** Start DATASET RECORDS **

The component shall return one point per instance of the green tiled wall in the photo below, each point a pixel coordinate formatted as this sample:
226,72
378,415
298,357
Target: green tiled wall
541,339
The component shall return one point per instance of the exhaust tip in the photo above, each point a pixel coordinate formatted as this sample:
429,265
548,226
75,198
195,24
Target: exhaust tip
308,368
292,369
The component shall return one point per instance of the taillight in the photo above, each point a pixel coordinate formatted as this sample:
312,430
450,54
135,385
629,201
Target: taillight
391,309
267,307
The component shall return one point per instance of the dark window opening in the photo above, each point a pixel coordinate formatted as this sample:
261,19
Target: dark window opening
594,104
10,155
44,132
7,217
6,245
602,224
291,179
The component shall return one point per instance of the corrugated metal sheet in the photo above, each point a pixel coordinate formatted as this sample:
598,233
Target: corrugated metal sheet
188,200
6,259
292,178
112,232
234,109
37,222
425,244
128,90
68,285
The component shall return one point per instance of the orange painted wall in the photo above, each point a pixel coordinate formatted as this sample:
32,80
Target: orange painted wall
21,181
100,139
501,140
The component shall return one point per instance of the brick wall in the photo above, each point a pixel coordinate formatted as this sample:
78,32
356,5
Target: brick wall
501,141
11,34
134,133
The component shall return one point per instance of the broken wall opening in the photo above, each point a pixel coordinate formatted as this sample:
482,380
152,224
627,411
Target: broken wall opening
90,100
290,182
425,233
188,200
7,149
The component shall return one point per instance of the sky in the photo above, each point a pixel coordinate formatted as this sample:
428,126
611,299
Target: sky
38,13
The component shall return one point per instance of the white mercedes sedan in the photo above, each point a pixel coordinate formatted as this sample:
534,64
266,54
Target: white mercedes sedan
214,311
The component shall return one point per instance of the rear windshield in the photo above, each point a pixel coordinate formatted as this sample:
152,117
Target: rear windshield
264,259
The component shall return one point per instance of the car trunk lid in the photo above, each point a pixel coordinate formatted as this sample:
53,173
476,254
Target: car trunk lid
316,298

** End DATASET RECORDS **

**TASK**
Beginning with the line that contains "The component shall return one point per instance of the white", quote each line exactly through the last line of the entries above, and nothing beyond them.

**FINAL RESULT**
The component shall return one point per instance of the white mercedes sedan in the photo above, each point a pixel coordinate formatted as this sample:
534,64
266,54
Target: white mercedes sedan
214,311
The component shall return one point per instance of the rear windshield in the photo above, each point a pixel coordinate formatted as this sample:
152,117
Target: rear windshield
264,259
The component shall return one point per instance of the car trunk lid in the photo above, each point a pixel coordinate formatted as this sample:
53,173
476,254
Target: car trunk lid
316,298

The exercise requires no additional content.